**Work order**
Collect every line of the records that contains the string "approximate", matching case exactly.

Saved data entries
= Beginning of Section =

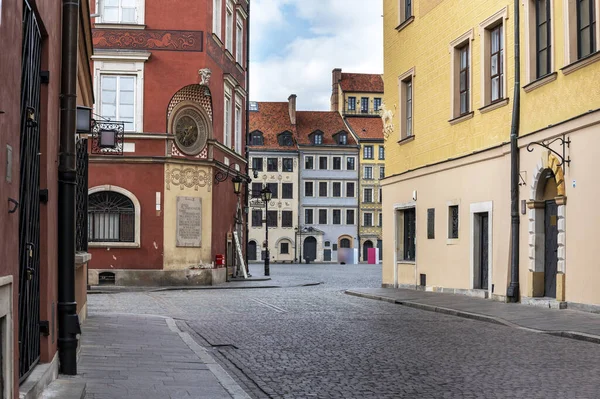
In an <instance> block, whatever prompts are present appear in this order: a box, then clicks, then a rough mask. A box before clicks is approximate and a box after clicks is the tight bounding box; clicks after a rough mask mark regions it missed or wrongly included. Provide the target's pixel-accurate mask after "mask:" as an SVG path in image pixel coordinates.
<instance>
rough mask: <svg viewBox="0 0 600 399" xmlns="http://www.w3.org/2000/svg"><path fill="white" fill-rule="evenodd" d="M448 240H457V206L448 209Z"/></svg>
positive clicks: (450, 207) (451, 207)
mask: <svg viewBox="0 0 600 399" xmlns="http://www.w3.org/2000/svg"><path fill="white" fill-rule="evenodd" d="M448 238H450V239H457V238H458V205H450V206H449V207H448Z"/></svg>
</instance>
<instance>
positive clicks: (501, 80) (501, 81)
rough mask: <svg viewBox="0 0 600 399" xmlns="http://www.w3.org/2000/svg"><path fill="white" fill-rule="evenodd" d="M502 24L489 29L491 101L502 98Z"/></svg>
mask: <svg viewBox="0 0 600 399" xmlns="http://www.w3.org/2000/svg"><path fill="white" fill-rule="evenodd" d="M502 28H503V26H502V24H500V25H498V26H496V27H495V28H493V29H492V30H491V31H490V40H491V45H490V49H491V52H490V87H491V92H490V93H491V102H494V101H498V100H501V99H502V98H503V90H502V89H503V82H504V63H503V55H502V53H503V51H504V42H503V35H502Z"/></svg>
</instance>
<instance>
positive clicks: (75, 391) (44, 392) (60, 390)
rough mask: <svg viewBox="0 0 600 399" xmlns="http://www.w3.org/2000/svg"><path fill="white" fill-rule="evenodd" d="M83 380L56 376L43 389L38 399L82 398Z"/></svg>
mask: <svg viewBox="0 0 600 399" xmlns="http://www.w3.org/2000/svg"><path fill="white" fill-rule="evenodd" d="M84 398H85V382H84V381H81V380H75V379H68V378H58V379H56V380H54V381H53V382H52V383H51V384H50V385H48V387H47V388H46V389H44V391H43V392H42V396H40V399H84Z"/></svg>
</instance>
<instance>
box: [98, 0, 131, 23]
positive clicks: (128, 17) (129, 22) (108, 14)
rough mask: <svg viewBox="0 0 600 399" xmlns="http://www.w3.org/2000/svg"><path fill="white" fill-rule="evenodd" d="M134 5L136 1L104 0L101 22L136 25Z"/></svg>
mask: <svg viewBox="0 0 600 399" xmlns="http://www.w3.org/2000/svg"><path fill="white" fill-rule="evenodd" d="M136 3H137V0H104V1H103V2H102V4H103V7H102V22H103V23H111V22H112V23H121V24H122V23H129V24H135V23H138V22H137V8H136V5H137V4H136Z"/></svg>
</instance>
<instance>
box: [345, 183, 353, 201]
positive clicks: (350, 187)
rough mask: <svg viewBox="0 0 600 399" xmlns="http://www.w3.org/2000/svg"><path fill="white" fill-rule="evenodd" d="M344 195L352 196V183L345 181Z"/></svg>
mask: <svg viewBox="0 0 600 399" xmlns="http://www.w3.org/2000/svg"><path fill="white" fill-rule="evenodd" d="M346 197H348V198H354V183H353V182H346Z"/></svg>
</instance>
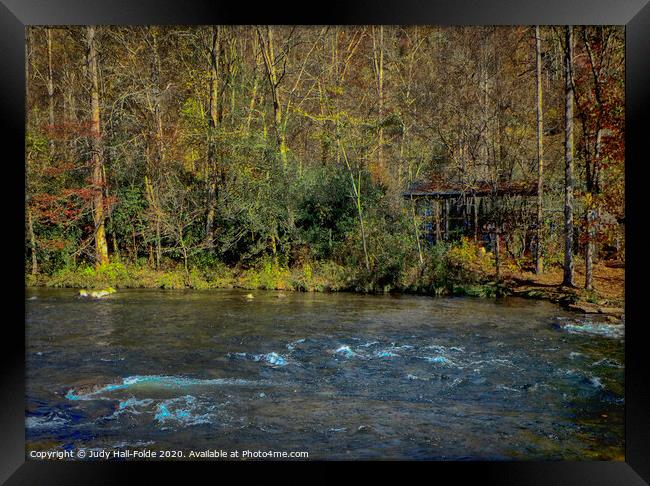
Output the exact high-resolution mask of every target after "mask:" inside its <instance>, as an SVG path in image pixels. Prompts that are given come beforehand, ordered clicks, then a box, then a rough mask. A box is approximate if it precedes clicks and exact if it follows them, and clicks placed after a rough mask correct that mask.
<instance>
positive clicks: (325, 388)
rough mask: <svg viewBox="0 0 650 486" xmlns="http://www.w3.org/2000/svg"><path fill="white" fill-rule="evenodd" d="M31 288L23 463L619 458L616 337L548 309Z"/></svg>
mask: <svg viewBox="0 0 650 486" xmlns="http://www.w3.org/2000/svg"><path fill="white" fill-rule="evenodd" d="M247 294H249V293H248V292H244V291H239V290H219V291H162V290H119V291H118V292H117V293H116V294H113V295H110V296H108V297H105V298H103V299H90V298H81V297H79V296H78V293H77V292H76V291H74V290H70V289H27V290H26V303H25V305H26V339H27V344H26V366H27V369H26V372H27V397H26V438H27V454H28V457H29V451H38V450H75V451H76V450H78V449H79V448H83V449H84V450H86V451H99V450H104V449H109V450H148V449H151V450H167V451H180V452H179V454H182V455H183V457H184V458H187V457H188V454H189V451H192V450H193V451H204V450H223V451H227V452H229V451H244V450H248V451H258V450H261V451H287V452H291V451H307V452H308V453H309V458H310V459H434V460H478V459H480V460H503V459H545V460H546V459H550V460H556V459H557V460H560V459H561V460H576V459H622V458H623V448H624V391H623V383H624V381H623V375H624V336H623V334H622V332H621V330H620V329H621V326H616V325H608V324H600V323H593V322H590V321H585V320H584V319H581V318H580V316H579V315H577V314H573V313H569V312H567V311H564V310H563V309H561V308H560V307H558V306H557V305H554V304H551V303H549V302H544V301H534V300H524V299H518V298H504V299H500V300H498V301H495V300H488V299H477V298H432V297H423V296H404V295H402V296H371V295H356V294H348V293H340V294H323V293H281V292H274V291H254V292H252V298H250V296H249V297H247Z"/></svg>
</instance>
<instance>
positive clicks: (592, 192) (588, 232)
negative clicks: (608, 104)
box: [585, 128, 603, 290]
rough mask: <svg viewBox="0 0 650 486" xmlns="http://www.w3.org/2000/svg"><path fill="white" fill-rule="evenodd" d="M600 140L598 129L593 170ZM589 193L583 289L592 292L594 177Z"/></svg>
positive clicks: (594, 251) (595, 210) (595, 184)
mask: <svg viewBox="0 0 650 486" xmlns="http://www.w3.org/2000/svg"><path fill="white" fill-rule="evenodd" d="M602 138H603V129H602V128H600V129H598V133H597V135H596V151H595V154H594V170H596V169H597V168H599V166H600V153H601V147H602ZM588 189H591V191H589V195H590V196H591V197H590V198H589V200H588V201H587V207H586V208H585V223H586V231H587V244H586V246H585V289H586V290H592V289H593V287H594V277H593V274H594V272H593V264H594V254H595V253H596V251H595V246H596V242H595V239H596V231H595V228H594V222H595V219H596V216H597V215H598V211H597V209H596V201H595V200H594V196H595V195H596V194H597V193H598V192H599V190H600V184H599V181H598V180H597V178H595V177H594V181H593V184H592V187H591V188H588Z"/></svg>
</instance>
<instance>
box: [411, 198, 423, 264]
mask: <svg viewBox="0 0 650 486" xmlns="http://www.w3.org/2000/svg"><path fill="white" fill-rule="evenodd" d="M411 210H412V211H413V228H414V229H415V241H416V242H417V244H418V257H419V259H420V265H422V264H423V263H424V258H422V246H421V245H420V232H419V230H418V219H417V213H416V211H415V201H414V200H413V196H411Z"/></svg>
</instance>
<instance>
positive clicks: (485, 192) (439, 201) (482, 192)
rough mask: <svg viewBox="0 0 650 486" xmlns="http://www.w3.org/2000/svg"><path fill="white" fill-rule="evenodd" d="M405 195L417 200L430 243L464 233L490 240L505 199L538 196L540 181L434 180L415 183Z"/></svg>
mask: <svg viewBox="0 0 650 486" xmlns="http://www.w3.org/2000/svg"><path fill="white" fill-rule="evenodd" d="M403 196H404V198H406V199H410V200H411V201H413V203H414V204H415V205H416V212H417V213H418V214H419V215H420V216H421V217H423V218H424V222H423V224H422V232H423V235H424V237H425V238H426V239H427V240H428V241H429V242H430V243H435V242H438V241H451V240H458V239H460V237H461V236H473V237H474V239H475V240H476V241H478V240H479V239H486V240H487V241H489V240H490V234H491V233H494V232H495V225H496V226H499V221H497V220H498V219H500V218H499V217H498V216H497V215H496V214H497V213H498V209H499V208H500V207H501V209H503V205H502V202H503V201H504V200H505V199H508V200H513V199H518V200H520V201H526V200H527V199H528V198H531V197H536V196H537V183H536V182H532V183H529V182H499V183H493V182H487V181H481V182H476V183H474V184H461V183H454V182H448V181H441V180H435V179H431V180H427V181H417V182H414V183H412V184H411V185H410V186H409V188H408V190H407V191H406V192H404V193H403ZM519 206H520V207H521V206H522V205H521V204H520V205H519ZM523 206H525V211H527V210H528V209H532V208H529V206H530V204H528V203H527V202H524V204H523ZM506 210H507V209H506Z"/></svg>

= End of Section =

**Finished task**
In an <instance> block, whatever prompts are present appear in this order: a box, then clicks, then a rough mask. A box before clicks is approximate and a box after clicks is the tight bounding box; clicks after a rough mask mark regions it missed or wrongly included. Provide the target's pixel-accurate mask after "mask:" as an SVG path in image pixel coordinates.
Output the exact high-resolution mask of every target after "mask:" inside its <instance>, as an SVG path in image pixels. Prompts that are given come beforehand, ordered clicks, then a box, then a rough mask. A box is approximate if it precedes clicks and exact if it follows them, and clicks placed after a rough mask correct that mask.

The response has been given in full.